• **WHAT THE TASK REQUIRES**
Each line below from the one containing "Identify the metal" through the one containing "Identify the bucket" is to be given again exactly, and no line outside that span.

RECORDED INFORMATION START

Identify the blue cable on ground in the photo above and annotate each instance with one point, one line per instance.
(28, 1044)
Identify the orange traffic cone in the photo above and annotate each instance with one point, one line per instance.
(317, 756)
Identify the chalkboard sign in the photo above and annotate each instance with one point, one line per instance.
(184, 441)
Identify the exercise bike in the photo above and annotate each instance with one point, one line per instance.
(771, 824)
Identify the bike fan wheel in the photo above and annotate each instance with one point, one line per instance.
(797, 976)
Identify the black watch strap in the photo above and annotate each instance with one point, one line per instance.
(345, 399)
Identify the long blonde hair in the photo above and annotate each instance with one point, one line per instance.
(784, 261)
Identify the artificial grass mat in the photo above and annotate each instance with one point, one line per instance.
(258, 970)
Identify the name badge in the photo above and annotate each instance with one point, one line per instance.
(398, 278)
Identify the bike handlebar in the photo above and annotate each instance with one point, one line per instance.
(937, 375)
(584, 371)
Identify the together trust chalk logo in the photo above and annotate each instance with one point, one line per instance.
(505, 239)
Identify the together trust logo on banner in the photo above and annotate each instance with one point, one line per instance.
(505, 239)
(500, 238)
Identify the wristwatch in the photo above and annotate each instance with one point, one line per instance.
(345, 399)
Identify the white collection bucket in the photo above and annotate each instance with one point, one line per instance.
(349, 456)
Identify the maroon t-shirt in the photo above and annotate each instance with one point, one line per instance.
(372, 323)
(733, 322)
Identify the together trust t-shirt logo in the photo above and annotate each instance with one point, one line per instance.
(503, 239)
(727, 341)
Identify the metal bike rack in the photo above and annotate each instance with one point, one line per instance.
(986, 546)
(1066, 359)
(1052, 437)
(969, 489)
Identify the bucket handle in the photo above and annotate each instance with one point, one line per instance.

RECORDED INFORMATION END
RECORDED INFORMATION START

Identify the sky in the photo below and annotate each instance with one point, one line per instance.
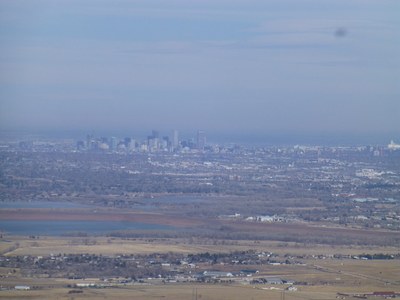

RECORDED INFORMATION END

• **RESULT**
Identify the metal bike rack in the photo above and annotate each instance with one point, one line per instance.
(986, 546)
(1066, 359)
(1052, 437)
(969, 489)
Identify the bucket handle in the photo above and annotate each instance with one point, one line per instance.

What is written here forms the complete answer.